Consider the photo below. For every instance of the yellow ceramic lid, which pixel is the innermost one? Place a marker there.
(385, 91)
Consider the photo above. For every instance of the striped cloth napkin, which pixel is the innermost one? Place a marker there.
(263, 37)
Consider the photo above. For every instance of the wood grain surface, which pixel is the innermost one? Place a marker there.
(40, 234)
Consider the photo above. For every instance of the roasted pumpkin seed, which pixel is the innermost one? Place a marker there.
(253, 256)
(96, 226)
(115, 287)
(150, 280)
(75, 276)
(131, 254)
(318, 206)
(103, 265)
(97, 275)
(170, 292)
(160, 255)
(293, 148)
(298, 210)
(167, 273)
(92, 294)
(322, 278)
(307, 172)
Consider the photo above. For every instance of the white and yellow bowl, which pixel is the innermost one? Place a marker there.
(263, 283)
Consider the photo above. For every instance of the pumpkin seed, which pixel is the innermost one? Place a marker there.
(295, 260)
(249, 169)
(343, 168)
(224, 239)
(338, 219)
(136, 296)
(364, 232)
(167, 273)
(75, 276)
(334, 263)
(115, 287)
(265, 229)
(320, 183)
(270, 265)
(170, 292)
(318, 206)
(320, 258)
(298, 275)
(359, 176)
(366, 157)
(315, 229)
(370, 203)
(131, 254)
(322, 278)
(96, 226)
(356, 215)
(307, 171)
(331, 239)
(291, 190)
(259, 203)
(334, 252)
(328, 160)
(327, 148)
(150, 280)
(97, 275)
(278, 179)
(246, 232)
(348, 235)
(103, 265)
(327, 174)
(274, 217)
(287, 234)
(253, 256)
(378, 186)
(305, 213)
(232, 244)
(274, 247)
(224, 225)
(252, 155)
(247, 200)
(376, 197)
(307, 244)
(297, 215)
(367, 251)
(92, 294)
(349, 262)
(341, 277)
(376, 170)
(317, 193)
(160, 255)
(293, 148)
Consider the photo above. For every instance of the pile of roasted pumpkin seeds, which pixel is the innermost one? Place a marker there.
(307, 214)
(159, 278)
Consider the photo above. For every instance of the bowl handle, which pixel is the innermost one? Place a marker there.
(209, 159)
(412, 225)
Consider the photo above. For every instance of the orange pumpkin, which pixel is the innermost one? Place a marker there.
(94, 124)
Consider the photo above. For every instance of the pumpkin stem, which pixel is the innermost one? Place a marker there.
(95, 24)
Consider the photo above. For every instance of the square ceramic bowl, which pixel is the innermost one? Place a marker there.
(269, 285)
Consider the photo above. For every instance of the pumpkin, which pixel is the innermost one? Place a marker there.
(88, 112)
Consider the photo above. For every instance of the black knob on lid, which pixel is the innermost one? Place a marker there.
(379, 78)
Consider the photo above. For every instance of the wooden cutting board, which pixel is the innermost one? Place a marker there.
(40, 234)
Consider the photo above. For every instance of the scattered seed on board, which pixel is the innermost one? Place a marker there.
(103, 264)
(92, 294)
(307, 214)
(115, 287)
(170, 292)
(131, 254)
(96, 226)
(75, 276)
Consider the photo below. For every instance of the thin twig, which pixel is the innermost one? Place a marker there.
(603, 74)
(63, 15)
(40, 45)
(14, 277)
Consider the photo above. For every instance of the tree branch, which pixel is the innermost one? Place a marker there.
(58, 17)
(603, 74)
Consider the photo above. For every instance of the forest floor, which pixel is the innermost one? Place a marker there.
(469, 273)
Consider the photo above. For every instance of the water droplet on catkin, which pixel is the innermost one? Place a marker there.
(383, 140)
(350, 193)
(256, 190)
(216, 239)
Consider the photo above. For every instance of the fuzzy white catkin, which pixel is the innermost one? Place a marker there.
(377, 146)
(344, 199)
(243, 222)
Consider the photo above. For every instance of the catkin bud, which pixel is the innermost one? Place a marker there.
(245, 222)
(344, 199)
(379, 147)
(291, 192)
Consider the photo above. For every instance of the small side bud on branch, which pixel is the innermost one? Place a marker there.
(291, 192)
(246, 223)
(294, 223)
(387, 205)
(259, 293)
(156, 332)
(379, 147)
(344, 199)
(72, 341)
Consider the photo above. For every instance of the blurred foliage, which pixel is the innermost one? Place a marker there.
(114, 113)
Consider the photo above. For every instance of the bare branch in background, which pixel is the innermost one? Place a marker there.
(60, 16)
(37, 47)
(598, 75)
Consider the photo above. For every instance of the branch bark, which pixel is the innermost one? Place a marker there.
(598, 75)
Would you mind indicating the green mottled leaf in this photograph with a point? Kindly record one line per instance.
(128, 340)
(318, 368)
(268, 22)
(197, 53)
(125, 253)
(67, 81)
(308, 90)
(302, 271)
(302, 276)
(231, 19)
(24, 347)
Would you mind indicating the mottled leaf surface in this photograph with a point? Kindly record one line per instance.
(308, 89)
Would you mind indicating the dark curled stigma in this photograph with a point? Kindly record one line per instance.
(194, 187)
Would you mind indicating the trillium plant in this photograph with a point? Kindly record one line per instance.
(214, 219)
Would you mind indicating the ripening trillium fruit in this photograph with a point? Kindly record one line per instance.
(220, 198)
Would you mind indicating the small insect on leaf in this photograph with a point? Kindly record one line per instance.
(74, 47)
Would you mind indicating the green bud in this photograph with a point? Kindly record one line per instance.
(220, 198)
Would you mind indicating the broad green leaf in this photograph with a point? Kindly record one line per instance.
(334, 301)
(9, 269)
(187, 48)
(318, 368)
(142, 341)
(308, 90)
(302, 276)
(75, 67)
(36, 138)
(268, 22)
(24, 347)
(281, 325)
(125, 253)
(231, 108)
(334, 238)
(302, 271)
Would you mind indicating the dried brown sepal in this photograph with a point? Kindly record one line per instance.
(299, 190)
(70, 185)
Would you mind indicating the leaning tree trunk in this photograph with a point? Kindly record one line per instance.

* * *

● WHAT THE TASK ASKS: Reproduce every entry above, swapping each occurrence of "innermost" for "most central" and leaving all other text untouched.

● OUTPUT FOR THIS TASK:
Consider the photo below. For every instance of the yellow ceramic lid, which pixel is the most central one? Place a marker there.
(385, 91)
Consider the photo above. For every instance of the striped cloth napkin, which pixel is the most central one? Place a marker there.
(263, 37)
Consider the photo above. For every instance of the wood grain surface, which pixel is the most central one? Place a marker there.
(40, 234)
Consider the photo above. For every instance of the roasted pumpkin seed, which pixel is the most central one? Place a marker there.
(253, 256)
(96, 226)
(115, 287)
(150, 280)
(75, 276)
(131, 254)
(318, 206)
(103, 265)
(97, 275)
(170, 292)
(160, 255)
(293, 148)
(298, 210)
(167, 273)
(92, 294)
(322, 278)
(307, 172)
Consider the photo above. For every instance of the white and yellow bowl, which pixel is the most central one? Place a marker there.
(263, 283)
Consider the photo above. For every instance of the pumpkin seed, which pixel is the most central one? Place a marker there.
(295, 260)
(249, 169)
(343, 168)
(224, 239)
(338, 219)
(136, 296)
(364, 232)
(167, 273)
(75, 276)
(334, 263)
(115, 287)
(265, 229)
(320, 183)
(270, 265)
(170, 292)
(318, 206)
(320, 258)
(298, 275)
(359, 176)
(366, 157)
(315, 229)
(370, 203)
(131, 254)
(322, 278)
(96, 226)
(356, 215)
(307, 171)
(331, 239)
(291, 190)
(259, 203)
(334, 252)
(328, 160)
(327, 148)
(150, 280)
(97, 275)
(278, 179)
(246, 232)
(348, 235)
(103, 265)
(327, 174)
(274, 217)
(287, 234)
(253, 256)
(378, 186)
(305, 213)
(232, 244)
(274, 247)
(224, 225)
(252, 155)
(247, 200)
(376, 197)
(307, 244)
(297, 215)
(367, 251)
(92, 294)
(349, 262)
(341, 277)
(376, 170)
(317, 193)
(160, 255)
(293, 148)
Consider the photo above. For every instance of the pile of roasted pumpkin seeds, which pixel is the most central one? Place a marker there.
(307, 214)
(159, 278)
Consider the photo above. For every instance of the bowl handle, which pixel is the most central one? Place a marker there.
(209, 159)
(412, 225)
Consider the photo above. For every instance of the orange pumpkin, which pixel is the most central one? Place a marker there.
(94, 124)
Consider the photo above. For every instance of the pumpkin stem, which pixel is the most central one? Place a marker there.
(95, 24)
Consider the photo above. For every instance of the square ceramic bowl, which pixel is the most central one? Place a marker there.
(269, 285)
Consider the photo above. For every instance of the pumpkin, which pixel is the most central one? Place a marker there.
(88, 112)
Consider the photo above. For every instance of the black knob on lid, which pixel is the most central one? Place a marker there.
(379, 78)
Consider the photo above. For every instance of the wooden cutting board, which pixel is the most central one? Place a marker there.
(40, 234)
Consider the photo above. For every instance of the scattered seed on board, which pixel is the most central one? Place a marker there.
(103, 264)
(92, 294)
(307, 214)
(115, 287)
(170, 292)
(131, 254)
(96, 226)
(75, 276)
Consider the photo below. For every instance of the thin twig, which pixel is the most central one? Place a marker there.
(603, 74)
(63, 15)
(40, 45)
(14, 277)
Consider the photo above. For every instance of the tree branch, which pixel is the most central one? Place a marker there.
(58, 17)
(603, 74)
Consider the photo above. For every instance of the forest floor, which pixel is the most central one? Place a marker there.
(469, 273)
Consider the photo above. For every instance of the water droplet on catkin, which pixel is the most central one? Place a marker there.
(383, 140)
(350, 193)
(256, 190)
(216, 239)
Consider the photo above. For every instance of the fuzzy white catkin, which pixel is the most central one? Place a marker there.
(377, 146)
(344, 199)
(243, 222)
Consider the photo above. For every instance of the catkin bud, which pixel is the most central one? Place a marker there.
(245, 222)
(344, 199)
(379, 147)
(291, 192)
Consider the photo above. For every instance of the small side bud on branch, which pixel is the most central one? Place a marker there.
(291, 192)
(246, 223)
(294, 223)
(387, 205)
(259, 293)
(156, 332)
(379, 147)
(344, 199)
(72, 341)
Consider the photo above. For every instance of the blurred foliage, which pixel is the most central one? Place a marker there.
(114, 113)
Consider the photo above. For every instance of the bare branch in background, which pixel is the most central one? Place a marker there.
(60, 16)
(37, 47)
(598, 75)
Consider the photo above. For every instance of the branch bark, which pixel is the most central one? Place a marker there.
(598, 75)
Would you mind indicating the green mottled leaf in this photograph with a point? Kindly record one line per instance.
(128, 340)
(318, 368)
(268, 22)
(197, 53)
(125, 253)
(67, 81)
(308, 90)
(302, 271)
(302, 276)
(231, 19)
(24, 347)
Would you mind indicating the mottled leaf surface in this photograph with a point? Kindly record one line per instance.
(308, 89)
Would you mind indicating the dark curled stigma in this photograph with a point? Kindly record one line per instance.
(194, 187)
Would you mind indicating the trillium plant in this photograph with a point? Kindly record one line per instance.
(214, 219)
Would you mind indicating the ripening trillium fruit in this photograph with a point? Kindly record one line per instance.
(220, 198)
Would you mind indicating the small insect on leaf in this photograph with a point? Kindly record one line per instance.
(74, 47)
Would you mind indicating the green bud in this photograph with a point? Kindly record one line per instance.
(220, 198)
Would you mind indicating the broad green leaf in this photograph with a point? Kindly record one line per instance.
(334, 301)
(9, 269)
(187, 48)
(318, 368)
(142, 341)
(308, 90)
(302, 276)
(75, 67)
(36, 138)
(268, 22)
(24, 347)
(281, 325)
(125, 253)
(231, 108)
(334, 238)
(302, 271)
Would you mind indicating the dried brown sepal in this photograph with a point? Kindly record one line per instance.
(299, 190)
(70, 185)
Would you mind indicating the leaning tree trunk in this photograph with a point? Kindly record one line per instance.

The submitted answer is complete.